* [PASSAGE PROVIDED]:
--

Function to compute estimates on external dataset

Usage

compute_estimates_external(
  df,
  Y_name,
  A_name,
  W_list,
  Z_list,
  CATE_preds = NULL,
  d_pred = NULL,
  threshold = 0,
  nuisance_models = NULL,
  sl.library.outcome = NULL,
  sl.library.treatment = NULL,
  sl.library.missingness = NULL,
  k_folds = 5,
  ps_trunc_level = 0.01,
  outcome_type = "gaussian",
  id_name = NULL
)

Arguments

df: dataframe containing external dataset to apply rule(s) to; must contain Z_list variables that are same as pre-trained rule(s)
Y_name: name of outcome variable in df
A_name: name of treatment variable in df
W_list: character vector containing names of covariates in the dataframe to be used for fitting nuisance models
Z_list: character vector containing names of variables in df used to fit CATE model (variables used in treatment rule; must be same names as used in pre-fit CATE model(s))
CATE_preds: dataframe with CATE predictions for each CATE model & truncation flags for extreme predictions
d_pred: vector of binary treatment decisions (if have existing decisions and just want to estimate effects)
threshold: character vector of decision thresholds for CATE to determine OTR. Values should be positive if `Y_name` is desirable outcome, negative if `Y_name` is undesirable outcome. If threshold is 0, use +0 for desirable, -0 for undesirable.
nuisance_models: list of objects of class `Nuisance` containing outcome, treatment, and missingness SuperLearner models (only include if using pre-fit nuisance models)

--

* [COMPLETE THE FOLLOWING]:
[A] Rewrite the function documentation from "Y_name: name of" up to and including "to estimate effects)", putting "exposure variable" in place of "treatment variable".
[B] Gather every row below that holds the word "kindly", treating uppercase and lowercase as different.

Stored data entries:
--

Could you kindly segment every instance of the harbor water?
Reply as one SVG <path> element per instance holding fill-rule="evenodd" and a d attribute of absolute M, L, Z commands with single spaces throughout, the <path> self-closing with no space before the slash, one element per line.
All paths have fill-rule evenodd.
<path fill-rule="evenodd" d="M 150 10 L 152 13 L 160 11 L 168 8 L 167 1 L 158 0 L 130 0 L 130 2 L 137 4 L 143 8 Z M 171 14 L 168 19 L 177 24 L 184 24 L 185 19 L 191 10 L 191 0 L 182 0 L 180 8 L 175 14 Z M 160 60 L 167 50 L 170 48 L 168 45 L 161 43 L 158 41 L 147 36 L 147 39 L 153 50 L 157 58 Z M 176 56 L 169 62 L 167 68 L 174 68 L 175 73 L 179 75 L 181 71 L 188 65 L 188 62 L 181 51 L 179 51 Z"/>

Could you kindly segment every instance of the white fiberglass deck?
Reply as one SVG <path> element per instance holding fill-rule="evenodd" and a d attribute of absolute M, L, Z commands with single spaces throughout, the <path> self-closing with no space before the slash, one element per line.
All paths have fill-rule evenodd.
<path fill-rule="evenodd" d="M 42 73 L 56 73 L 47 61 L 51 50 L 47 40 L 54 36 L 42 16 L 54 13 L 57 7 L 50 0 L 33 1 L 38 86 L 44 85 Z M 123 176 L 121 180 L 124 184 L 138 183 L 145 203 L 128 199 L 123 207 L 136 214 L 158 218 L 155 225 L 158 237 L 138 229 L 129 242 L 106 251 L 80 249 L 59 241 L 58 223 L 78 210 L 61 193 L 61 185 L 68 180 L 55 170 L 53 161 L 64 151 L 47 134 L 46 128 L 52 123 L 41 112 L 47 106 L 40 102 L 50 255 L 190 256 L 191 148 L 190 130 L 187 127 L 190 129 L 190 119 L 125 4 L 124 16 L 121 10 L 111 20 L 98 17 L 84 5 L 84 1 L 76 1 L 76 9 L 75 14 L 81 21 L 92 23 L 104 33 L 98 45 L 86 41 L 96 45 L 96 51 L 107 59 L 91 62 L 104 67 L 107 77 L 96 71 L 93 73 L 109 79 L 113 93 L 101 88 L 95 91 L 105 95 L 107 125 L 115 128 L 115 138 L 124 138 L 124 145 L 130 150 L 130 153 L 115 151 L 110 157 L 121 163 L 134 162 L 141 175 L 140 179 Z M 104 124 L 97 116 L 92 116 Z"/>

--

* [OUTPUTS]:
[A]
Y_name: name of outcome variable in df
A_name: name of exposure variable in df
W_list: character vector containing names of covariates in the dataframe to be used for fitting nuisance models
Z_list: character vector containing names of variables in df used to fit CATE model (variables used in treatment rule; must be same names as used in pre-fit CATE model(s))
CATE_preds: dataframe with CATE predictions for each CATE model & truncation flags for extreme predictions
d_pred: vector of binary treatment decisions (if have existing decisions and just want to estimate effects)

[B]
Could you kindly segment every instance of the harbor water?
Could you kindly segment every instance of the white fiberglass deck?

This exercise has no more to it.